### Task goal
Could you copy out, character for character, everything from the line containing "Mark every instance of the dirt ground" down to the line containing "<point>28,106</point>", including both of those lines and nothing else?

● ● ● ● ●

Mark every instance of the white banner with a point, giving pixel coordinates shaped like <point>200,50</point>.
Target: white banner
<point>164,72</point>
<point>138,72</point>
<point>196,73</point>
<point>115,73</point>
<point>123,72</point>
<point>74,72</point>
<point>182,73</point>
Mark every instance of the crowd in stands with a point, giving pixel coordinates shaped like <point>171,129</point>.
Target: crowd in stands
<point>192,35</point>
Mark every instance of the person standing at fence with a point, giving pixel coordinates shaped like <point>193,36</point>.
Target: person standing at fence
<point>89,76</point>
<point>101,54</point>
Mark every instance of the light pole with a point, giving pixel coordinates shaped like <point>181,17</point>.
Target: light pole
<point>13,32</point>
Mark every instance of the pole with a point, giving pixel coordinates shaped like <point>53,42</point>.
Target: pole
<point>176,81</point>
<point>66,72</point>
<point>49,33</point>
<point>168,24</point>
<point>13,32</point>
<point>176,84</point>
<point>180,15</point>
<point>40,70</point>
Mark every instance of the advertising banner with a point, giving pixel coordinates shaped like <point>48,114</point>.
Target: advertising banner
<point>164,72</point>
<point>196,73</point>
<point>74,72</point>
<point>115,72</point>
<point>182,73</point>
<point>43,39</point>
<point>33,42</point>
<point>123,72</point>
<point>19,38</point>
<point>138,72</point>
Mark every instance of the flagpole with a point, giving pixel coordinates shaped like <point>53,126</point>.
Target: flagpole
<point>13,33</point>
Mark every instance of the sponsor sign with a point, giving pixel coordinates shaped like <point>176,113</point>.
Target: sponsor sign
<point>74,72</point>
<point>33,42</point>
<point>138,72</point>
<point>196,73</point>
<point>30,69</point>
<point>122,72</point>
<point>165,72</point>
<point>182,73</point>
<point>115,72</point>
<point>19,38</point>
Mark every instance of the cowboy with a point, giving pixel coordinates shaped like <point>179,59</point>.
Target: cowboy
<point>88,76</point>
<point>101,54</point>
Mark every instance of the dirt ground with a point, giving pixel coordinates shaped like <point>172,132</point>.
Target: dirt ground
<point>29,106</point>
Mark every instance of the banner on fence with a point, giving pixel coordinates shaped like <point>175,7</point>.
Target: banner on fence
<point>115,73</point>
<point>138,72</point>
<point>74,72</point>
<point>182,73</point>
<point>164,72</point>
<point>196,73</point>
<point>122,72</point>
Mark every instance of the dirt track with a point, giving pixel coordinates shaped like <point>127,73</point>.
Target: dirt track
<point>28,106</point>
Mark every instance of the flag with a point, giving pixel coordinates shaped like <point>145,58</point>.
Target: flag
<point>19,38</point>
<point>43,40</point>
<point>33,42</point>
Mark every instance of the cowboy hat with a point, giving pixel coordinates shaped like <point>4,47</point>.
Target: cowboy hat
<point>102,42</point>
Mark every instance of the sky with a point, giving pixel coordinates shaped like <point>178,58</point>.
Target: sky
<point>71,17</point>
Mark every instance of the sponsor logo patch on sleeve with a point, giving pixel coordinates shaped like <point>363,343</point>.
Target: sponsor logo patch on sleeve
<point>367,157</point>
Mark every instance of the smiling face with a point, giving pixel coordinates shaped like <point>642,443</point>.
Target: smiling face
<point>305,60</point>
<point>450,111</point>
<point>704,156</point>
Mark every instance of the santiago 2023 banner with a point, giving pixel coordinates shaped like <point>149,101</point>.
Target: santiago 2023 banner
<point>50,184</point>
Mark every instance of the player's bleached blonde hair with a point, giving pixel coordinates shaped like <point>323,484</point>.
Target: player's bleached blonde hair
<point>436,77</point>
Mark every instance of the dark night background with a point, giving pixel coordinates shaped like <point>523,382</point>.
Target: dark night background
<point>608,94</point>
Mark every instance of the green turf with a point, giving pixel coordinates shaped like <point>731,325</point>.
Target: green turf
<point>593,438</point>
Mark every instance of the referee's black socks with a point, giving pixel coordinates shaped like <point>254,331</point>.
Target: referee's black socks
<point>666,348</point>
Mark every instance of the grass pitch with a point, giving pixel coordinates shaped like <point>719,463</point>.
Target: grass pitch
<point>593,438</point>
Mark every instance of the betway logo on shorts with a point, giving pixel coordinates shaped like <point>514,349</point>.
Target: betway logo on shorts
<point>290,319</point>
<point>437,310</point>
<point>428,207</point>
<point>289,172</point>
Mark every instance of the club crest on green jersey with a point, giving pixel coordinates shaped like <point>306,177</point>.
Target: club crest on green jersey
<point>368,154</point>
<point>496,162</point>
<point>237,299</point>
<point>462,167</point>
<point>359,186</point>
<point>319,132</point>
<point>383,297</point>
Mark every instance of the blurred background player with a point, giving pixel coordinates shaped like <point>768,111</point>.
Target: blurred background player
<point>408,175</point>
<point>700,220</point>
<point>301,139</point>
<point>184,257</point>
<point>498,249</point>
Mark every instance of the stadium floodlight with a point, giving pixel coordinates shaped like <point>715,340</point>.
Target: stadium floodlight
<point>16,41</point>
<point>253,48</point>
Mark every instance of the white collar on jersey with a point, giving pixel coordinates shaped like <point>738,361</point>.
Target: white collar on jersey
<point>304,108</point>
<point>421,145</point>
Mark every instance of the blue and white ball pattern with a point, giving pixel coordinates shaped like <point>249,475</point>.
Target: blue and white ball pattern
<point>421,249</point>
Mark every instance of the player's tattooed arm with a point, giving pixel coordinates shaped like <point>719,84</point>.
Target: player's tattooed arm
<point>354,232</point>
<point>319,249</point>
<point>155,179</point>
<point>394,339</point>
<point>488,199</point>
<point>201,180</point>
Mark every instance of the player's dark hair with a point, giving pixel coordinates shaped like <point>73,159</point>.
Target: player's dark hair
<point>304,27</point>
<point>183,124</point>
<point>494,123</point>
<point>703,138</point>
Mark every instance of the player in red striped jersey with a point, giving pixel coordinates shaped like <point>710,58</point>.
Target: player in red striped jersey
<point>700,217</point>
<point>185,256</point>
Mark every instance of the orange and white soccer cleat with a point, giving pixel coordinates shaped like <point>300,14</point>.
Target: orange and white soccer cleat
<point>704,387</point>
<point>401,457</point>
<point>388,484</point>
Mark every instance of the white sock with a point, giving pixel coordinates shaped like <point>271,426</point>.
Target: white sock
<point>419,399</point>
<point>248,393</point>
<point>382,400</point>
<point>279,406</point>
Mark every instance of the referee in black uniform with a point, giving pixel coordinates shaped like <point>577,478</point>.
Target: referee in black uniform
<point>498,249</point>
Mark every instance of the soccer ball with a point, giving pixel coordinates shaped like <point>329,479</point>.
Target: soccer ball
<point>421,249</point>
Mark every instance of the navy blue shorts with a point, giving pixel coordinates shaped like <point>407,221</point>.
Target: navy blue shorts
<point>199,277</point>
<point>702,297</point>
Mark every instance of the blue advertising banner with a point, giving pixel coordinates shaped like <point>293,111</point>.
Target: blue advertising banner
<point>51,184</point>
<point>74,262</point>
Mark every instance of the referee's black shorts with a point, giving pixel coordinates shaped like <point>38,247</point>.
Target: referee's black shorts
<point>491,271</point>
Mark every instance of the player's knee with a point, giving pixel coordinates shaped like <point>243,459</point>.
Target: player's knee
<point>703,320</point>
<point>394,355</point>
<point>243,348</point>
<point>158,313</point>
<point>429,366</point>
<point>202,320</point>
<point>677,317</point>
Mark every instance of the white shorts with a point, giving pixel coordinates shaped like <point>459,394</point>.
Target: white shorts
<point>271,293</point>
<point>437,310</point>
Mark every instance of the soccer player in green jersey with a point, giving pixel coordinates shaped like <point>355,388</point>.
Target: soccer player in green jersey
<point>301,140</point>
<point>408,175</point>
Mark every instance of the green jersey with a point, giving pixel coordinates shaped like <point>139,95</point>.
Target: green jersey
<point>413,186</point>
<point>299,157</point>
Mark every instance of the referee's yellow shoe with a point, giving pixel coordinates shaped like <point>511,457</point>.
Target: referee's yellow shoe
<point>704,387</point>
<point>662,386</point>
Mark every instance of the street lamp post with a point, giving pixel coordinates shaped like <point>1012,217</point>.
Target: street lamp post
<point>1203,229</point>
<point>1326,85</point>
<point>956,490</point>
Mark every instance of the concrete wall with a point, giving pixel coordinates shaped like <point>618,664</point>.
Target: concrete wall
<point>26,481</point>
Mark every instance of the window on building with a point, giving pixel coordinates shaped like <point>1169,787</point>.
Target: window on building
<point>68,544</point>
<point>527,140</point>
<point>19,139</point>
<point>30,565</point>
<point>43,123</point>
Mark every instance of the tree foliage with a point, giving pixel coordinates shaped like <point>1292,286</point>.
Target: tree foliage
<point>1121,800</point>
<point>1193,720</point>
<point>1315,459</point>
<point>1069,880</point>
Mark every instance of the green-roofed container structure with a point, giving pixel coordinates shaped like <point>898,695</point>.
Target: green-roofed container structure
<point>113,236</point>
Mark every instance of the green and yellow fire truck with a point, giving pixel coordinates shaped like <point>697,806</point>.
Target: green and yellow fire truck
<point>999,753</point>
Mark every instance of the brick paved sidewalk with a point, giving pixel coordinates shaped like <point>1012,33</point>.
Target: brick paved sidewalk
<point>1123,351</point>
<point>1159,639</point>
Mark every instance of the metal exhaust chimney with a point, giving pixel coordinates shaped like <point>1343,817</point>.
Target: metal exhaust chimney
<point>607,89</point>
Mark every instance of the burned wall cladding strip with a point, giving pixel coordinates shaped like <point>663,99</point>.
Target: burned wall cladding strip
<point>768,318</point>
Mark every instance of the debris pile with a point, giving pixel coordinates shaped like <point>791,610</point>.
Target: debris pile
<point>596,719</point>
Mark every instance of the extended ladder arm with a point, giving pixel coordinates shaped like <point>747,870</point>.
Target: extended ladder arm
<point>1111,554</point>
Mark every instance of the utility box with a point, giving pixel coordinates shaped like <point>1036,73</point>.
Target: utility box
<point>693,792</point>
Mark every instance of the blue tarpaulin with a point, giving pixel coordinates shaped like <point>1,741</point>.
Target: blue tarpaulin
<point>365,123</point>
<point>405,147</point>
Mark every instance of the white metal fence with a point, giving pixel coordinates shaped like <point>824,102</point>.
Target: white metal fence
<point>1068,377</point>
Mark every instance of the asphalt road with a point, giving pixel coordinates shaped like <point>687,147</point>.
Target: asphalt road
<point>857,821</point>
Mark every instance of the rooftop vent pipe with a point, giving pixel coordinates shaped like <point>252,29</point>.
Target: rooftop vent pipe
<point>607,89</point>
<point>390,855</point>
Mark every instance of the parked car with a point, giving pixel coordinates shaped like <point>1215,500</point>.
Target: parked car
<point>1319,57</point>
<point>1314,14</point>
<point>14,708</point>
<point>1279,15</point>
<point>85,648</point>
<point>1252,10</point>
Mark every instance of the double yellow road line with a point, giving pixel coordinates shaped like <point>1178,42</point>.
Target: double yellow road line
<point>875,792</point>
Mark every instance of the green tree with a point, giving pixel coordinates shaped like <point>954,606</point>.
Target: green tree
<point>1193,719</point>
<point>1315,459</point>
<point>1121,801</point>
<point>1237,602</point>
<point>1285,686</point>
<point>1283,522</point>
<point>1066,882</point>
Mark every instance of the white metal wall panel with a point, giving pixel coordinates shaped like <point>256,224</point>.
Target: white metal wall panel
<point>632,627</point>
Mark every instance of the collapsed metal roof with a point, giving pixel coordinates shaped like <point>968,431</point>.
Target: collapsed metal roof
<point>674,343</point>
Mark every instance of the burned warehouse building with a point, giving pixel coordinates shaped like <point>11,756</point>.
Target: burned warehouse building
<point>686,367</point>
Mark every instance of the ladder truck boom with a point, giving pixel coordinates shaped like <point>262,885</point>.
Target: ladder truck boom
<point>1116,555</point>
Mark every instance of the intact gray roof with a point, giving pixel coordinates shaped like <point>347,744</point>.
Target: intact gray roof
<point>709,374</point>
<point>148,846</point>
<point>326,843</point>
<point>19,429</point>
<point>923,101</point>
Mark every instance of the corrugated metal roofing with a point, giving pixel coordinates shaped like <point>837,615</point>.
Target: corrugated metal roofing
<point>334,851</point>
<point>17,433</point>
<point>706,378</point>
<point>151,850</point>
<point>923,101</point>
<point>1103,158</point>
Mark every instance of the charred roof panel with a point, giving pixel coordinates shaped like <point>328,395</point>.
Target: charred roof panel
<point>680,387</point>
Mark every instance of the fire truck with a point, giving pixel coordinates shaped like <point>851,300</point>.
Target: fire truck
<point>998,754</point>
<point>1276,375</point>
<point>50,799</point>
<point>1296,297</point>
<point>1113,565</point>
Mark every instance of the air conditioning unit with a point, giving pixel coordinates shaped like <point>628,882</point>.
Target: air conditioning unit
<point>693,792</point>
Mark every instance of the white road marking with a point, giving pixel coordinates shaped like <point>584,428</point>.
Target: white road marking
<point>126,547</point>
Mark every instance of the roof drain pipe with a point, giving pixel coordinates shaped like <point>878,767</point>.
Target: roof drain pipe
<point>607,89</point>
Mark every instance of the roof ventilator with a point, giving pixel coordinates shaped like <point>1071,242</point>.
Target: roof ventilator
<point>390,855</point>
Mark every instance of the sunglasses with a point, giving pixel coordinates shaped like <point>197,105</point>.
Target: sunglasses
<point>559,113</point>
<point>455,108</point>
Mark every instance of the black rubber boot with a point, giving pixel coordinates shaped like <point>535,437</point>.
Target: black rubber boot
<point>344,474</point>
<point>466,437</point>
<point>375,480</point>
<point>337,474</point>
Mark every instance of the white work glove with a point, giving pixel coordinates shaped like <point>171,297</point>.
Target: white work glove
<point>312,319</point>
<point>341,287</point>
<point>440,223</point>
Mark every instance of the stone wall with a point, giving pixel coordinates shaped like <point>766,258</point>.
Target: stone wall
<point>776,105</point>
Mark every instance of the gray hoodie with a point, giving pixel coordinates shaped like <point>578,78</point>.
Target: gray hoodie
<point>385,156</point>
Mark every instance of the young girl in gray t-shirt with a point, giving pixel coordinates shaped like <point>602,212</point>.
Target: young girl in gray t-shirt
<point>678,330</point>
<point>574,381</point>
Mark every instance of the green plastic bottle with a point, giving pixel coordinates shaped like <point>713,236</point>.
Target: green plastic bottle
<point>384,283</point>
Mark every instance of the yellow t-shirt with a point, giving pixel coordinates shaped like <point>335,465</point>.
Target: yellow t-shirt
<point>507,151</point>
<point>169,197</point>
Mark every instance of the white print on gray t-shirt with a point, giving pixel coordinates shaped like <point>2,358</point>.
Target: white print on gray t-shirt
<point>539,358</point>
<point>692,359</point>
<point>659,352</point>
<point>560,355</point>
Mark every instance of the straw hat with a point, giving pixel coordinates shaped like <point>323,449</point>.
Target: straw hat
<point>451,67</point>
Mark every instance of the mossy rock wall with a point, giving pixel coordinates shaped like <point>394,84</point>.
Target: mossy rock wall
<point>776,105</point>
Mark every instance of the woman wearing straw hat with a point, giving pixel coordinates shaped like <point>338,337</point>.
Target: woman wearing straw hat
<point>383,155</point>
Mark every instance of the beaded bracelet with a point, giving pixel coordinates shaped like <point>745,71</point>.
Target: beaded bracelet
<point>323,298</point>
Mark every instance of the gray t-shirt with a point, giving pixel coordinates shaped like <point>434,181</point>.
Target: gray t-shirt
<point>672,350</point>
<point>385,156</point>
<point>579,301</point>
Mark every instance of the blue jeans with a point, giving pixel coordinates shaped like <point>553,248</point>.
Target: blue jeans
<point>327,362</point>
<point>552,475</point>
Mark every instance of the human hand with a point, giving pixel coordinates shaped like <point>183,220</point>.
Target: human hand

● ● ● ● ●

### In response
Mark every instance of the dirt ground with a point, giving pixel coordinates shaped like <point>172,132</point>.
Target: dirt ground
<point>29,106</point>
Mark every instance of the banner on fence with a point, giving pixel coordinates shaped like <point>175,7</point>.
Target: banner on fence
<point>115,73</point>
<point>138,72</point>
<point>74,72</point>
<point>182,73</point>
<point>164,72</point>
<point>196,73</point>
<point>122,72</point>
Mark every instance of the dirt track with a point, giving pixel coordinates shaped like <point>127,73</point>.
Target: dirt track
<point>28,106</point>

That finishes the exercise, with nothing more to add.